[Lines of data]
+++++

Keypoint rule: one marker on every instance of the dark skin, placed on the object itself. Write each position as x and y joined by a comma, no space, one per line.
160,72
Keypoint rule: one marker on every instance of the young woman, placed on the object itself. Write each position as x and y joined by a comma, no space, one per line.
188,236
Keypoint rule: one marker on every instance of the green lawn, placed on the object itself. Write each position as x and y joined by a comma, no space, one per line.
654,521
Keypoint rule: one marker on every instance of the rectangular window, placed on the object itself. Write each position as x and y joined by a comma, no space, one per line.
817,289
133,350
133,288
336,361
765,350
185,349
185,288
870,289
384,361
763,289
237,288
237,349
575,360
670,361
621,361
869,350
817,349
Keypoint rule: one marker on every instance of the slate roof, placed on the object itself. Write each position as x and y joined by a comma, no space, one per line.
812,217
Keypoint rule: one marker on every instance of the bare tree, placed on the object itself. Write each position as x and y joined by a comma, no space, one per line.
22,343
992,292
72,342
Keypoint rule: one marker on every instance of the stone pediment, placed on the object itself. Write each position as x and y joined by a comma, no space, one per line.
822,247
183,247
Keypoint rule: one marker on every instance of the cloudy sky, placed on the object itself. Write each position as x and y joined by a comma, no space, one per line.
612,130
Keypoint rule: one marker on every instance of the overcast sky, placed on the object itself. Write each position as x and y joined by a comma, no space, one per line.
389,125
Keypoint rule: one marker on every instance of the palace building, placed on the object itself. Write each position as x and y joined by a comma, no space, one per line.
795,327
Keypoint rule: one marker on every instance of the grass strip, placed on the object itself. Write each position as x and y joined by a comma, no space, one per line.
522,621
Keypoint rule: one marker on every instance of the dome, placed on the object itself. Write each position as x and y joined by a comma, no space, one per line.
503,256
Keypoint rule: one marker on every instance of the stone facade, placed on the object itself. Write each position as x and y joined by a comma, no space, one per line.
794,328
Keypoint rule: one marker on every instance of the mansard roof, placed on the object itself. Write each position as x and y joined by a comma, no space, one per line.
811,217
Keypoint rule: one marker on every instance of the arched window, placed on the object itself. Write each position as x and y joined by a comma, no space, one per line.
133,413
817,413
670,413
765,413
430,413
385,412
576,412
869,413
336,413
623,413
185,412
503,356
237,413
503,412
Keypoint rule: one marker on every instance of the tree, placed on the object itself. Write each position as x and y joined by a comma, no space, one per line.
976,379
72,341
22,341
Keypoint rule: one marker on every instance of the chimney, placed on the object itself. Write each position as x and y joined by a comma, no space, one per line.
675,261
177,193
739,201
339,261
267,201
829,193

+++++

## [Brief]
Please format every line in the listing above as a numbered list, omitting any blank lines.

## [Output for this task]
1. Keypoint rule: one marker on every instance of the dark skin, placed on the object itself. Write each position as x and y joined by a comma, no space, one per line.
2. 160,72
3. Keypoint rule: one marker on every instance of the young woman, placed on the object itself. Write each position as x and y joined by a comma, no space, one per line.
4. 188,236
5. Keypoint rule: one marker on every instance of the green lawn, placed on the object itself. Write each position as x and y joined by a comma, no space, one per line.
6. 654,521
7. Keypoint rule: one marker on every instance of the rectangular window, placed on the object itself. Write each position as x and y joined by a comma, no space, one per line.
8. 817,289
9. 133,350
10. 133,288
11. 336,361
12. 765,350
13. 185,349
14. 185,288
15. 870,289
16. 384,361
17. 763,289
18. 237,288
19. 237,349
20. 575,360
21. 670,361
22. 621,361
23. 869,350
24. 817,349
25. Keypoint rule: one marker on every instance of the slate roof, placed on the object itself. Write each position as x and y joined by a comma, no space, one per line.
26. 812,217
27. Keypoint rule: one marker on every instance of the bare tree, placed on the object itself. Write each position as x and y joined by a comma, no space, one per line.
28. 22,343
29. 992,292
30. 72,342
31. Keypoint rule: one marker on every instance of the stone pediment, placed on the object itself. Write each position as x and y joined by a comma, no space, one per line.
32. 822,247
33. 183,247
34. Keypoint rule: one marker on every instance of the cloudy sky, placed on the object itself. Write each position as x and y joined by a comma, no space, one per line.
35. 612,130
36. Keypoint rule: one marker on every instance of the overcast sky, placed on the object itself. Write each position as x and y joined by a comma, no space, one per line.
37. 389,125
38. Keypoint rule: one marker on every instance of the palace building, placed on the object itself. Write each position as x and y joined by a comma, no space, one per line.
39. 795,327
40. Keypoint rule: one marker on every instance of the grass strip, placed on the object itself. Write each position as x and y joined by a comma, no space, one per line.
41. 522,621
42. Keypoint rule: one marker on every instance of the dome, placed on the object itself. Write each position as x and y joined by a comma, no space, one per line.
43. 503,256
44. Keypoint rule: one marker on every instance of the stone facade, placed on the object itself. Write each position as x and y joined by a comma, no space, one per line.
45. 794,328
46. Keypoint rule: one marker on every instance of the mansard roof, placed on the object itself. Write each position as x and y joined by a comma, no space, one per line.
47. 811,217
48. Keypoint rule: one marker on every instance of the arched window, placed on the object itself. Write each position as x and y joined by a comma, no space, one per line.
49. 133,413
50. 817,413
51. 670,413
52. 765,413
53. 430,413
54. 385,412
55. 576,412
56. 869,413
57. 336,413
58. 623,413
59. 185,412
60. 503,356
61. 237,413
62. 503,412
63. Keypoint rule: one marker on every instance of the tree, placed on the object itself. Write each position as x and y joined by a comma, no space, one per line.
64. 976,379
65. 72,341
66. 22,341
67. Keypoint rule: one marker on every instance of the chimney, placed on the object itself. Write each position as x and y joined by a comma, no space, one per line.
68. 675,261
69. 177,193
70. 739,201
71. 339,261
72. 267,201
73. 829,193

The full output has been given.